## Referring expression data

——

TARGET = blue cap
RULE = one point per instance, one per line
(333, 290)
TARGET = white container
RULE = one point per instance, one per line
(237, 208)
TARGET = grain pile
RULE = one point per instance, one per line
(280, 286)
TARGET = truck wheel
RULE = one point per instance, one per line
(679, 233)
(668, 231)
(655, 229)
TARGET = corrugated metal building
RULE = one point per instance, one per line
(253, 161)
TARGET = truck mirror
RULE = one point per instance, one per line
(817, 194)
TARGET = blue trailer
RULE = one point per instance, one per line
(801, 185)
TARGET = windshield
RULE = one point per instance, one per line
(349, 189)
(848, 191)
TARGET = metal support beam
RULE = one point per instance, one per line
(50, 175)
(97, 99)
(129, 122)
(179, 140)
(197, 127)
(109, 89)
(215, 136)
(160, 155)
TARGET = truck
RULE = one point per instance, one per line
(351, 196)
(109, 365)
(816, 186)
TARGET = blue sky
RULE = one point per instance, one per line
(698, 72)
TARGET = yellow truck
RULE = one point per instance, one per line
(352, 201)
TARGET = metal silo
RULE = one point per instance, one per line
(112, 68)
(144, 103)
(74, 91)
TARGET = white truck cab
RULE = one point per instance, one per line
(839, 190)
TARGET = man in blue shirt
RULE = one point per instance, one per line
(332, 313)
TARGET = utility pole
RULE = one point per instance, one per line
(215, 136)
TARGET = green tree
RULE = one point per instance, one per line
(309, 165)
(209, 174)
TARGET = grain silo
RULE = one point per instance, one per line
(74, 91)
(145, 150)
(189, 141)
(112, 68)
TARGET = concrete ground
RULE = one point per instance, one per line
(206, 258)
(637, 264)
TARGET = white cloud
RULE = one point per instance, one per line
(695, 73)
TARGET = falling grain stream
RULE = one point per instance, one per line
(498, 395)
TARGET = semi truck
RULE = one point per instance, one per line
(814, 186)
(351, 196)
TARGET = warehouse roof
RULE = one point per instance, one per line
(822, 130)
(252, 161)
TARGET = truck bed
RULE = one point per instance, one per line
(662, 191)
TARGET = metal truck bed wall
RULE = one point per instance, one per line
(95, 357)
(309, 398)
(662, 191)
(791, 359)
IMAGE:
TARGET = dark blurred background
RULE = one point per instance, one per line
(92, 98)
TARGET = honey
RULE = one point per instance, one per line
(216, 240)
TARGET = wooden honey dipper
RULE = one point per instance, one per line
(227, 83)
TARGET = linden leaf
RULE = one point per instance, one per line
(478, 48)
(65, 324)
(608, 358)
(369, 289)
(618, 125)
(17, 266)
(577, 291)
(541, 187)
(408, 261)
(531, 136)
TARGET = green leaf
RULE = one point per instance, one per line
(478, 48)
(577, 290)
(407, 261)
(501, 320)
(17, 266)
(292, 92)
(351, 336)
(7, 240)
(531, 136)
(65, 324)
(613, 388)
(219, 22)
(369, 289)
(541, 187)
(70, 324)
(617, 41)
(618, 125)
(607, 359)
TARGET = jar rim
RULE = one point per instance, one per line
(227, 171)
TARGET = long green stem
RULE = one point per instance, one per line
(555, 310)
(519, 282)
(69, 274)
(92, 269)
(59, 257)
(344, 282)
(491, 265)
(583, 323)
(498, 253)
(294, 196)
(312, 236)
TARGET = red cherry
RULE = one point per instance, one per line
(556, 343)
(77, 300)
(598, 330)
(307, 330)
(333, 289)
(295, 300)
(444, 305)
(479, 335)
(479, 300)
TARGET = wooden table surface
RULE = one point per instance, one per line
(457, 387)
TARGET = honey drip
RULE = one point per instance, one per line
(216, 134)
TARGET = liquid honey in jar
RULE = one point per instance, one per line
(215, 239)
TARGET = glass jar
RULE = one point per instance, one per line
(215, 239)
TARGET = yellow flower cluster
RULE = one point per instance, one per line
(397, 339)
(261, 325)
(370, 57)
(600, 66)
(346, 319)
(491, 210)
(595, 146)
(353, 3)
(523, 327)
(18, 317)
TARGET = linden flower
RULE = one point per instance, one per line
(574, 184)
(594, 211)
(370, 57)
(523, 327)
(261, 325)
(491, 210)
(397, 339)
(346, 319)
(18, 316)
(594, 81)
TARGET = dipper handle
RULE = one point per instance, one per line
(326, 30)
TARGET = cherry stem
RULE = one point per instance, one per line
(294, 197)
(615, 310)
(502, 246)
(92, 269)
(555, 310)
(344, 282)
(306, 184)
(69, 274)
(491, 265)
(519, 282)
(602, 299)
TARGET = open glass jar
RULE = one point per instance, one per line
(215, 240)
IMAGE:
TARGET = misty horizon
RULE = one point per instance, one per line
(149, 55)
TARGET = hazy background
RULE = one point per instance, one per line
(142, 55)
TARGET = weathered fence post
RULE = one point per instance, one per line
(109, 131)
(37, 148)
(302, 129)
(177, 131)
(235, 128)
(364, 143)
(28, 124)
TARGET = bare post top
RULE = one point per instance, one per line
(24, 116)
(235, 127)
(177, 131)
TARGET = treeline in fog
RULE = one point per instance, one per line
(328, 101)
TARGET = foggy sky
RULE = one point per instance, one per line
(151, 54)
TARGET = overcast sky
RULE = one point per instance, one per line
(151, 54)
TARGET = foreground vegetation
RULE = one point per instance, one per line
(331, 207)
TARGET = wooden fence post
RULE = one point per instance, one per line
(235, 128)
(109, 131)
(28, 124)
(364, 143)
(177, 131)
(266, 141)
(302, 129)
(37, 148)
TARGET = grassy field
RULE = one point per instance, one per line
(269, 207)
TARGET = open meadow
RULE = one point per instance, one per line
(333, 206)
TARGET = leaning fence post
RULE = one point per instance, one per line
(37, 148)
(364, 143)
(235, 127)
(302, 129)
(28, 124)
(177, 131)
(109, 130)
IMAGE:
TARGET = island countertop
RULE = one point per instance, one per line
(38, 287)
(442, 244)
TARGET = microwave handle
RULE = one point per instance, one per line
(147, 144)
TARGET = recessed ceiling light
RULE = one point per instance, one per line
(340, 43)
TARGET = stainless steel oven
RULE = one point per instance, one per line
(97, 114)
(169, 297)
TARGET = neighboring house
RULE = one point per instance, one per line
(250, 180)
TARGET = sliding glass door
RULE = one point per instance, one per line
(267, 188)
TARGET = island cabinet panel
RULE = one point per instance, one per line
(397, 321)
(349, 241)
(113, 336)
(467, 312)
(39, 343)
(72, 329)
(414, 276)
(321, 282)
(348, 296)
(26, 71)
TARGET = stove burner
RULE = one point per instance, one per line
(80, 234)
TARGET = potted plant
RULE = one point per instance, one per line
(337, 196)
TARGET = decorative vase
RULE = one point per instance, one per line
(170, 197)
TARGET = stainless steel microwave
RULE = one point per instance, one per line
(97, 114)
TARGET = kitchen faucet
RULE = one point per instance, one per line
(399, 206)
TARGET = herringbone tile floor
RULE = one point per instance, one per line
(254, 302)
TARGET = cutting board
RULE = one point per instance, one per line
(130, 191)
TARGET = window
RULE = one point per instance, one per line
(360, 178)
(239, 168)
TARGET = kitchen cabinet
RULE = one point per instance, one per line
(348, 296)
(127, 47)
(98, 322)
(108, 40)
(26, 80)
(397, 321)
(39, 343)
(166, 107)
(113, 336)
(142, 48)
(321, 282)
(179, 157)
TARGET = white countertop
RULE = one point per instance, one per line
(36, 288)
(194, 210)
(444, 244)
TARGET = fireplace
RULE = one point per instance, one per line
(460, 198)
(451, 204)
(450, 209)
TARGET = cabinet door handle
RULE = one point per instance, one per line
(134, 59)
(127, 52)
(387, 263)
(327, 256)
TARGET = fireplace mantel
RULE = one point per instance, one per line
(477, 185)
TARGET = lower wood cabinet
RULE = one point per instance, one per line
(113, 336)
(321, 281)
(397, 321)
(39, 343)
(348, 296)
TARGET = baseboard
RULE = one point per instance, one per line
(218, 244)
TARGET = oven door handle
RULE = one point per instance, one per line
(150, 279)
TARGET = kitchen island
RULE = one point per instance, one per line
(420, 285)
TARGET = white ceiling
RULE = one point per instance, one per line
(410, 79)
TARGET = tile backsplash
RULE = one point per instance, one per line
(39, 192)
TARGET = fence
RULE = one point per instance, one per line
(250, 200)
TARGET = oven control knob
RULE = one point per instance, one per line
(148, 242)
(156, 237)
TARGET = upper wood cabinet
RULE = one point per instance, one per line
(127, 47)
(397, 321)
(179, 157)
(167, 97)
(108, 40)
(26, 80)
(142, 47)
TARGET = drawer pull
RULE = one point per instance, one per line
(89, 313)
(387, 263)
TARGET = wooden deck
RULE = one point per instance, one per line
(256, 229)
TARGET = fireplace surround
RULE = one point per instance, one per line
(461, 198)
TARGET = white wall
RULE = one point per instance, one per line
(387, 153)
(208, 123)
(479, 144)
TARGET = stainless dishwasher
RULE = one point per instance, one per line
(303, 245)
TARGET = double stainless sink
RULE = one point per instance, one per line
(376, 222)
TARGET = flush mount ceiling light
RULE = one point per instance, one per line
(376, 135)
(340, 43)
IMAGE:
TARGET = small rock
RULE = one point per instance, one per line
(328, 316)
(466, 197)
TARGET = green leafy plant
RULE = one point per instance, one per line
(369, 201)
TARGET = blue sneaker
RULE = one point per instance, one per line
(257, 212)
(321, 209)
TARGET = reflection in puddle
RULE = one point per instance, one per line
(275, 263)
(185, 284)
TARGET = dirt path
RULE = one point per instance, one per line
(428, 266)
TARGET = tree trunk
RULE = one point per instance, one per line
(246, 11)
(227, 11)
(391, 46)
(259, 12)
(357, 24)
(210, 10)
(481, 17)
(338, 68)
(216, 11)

——

## Assignment
Reproduce exactly the lines above from the line with "TARGET = grain silo" to the line with "TARGET = long green stem", including both, and add nothing.

## Task response
TARGET = grain silo
RULE = one point per instance, one per line
(74, 91)
(145, 150)
(189, 141)
(112, 68)
TARGET = concrete ground
RULE = one point per instance, one per line
(206, 258)
(637, 264)
TARGET = white cloud
RULE = one point per instance, one per line
(695, 73)
TARGET = falling grain stream
RULE = one point per instance, one per line
(498, 395)
TARGET = semi truck
RULE = one point per instance, one per line
(814, 186)
(351, 196)
TARGET = warehouse roof
RULE = one point per instance, one per line
(822, 130)
(252, 161)
TARGET = truck bed
RULE = one point per instance, one per line
(662, 191)
TARGET = metal truck bed wall
RULE = one point per instance, one per line
(95, 357)
(309, 398)
(662, 191)
(791, 359)
IMAGE:
TARGET = dark blurred background
RULE = one point per instance, one per line
(92, 98)
TARGET = honey
RULE = one point per instance, one per line
(216, 240)
TARGET = wooden honey dipper
RULE = one point per instance, one per line
(227, 83)
TARGET = linden leaf
RULE = one point per instance, one per line
(478, 48)
(65, 324)
(608, 358)
(369, 289)
(618, 125)
(17, 266)
(577, 291)
(541, 187)
(408, 261)
(531, 136)
TARGET = green leaf
RULE = one point per instance, one per line
(478, 48)
(577, 290)
(407, 261)
(501, 320)
(17, 266)
(292, 92)
(351, 336)
(7, 240)
(531, 136)
(65, 324)
(613, 388)
(219, 22)
(369, 289)
(541, 187)
(70, 324)
(617, 41)
(618, 125)
(607, 359)
TARGET = jar rim
RULE = one point per instance, one per line
(227, 171)
TARGET = long green stem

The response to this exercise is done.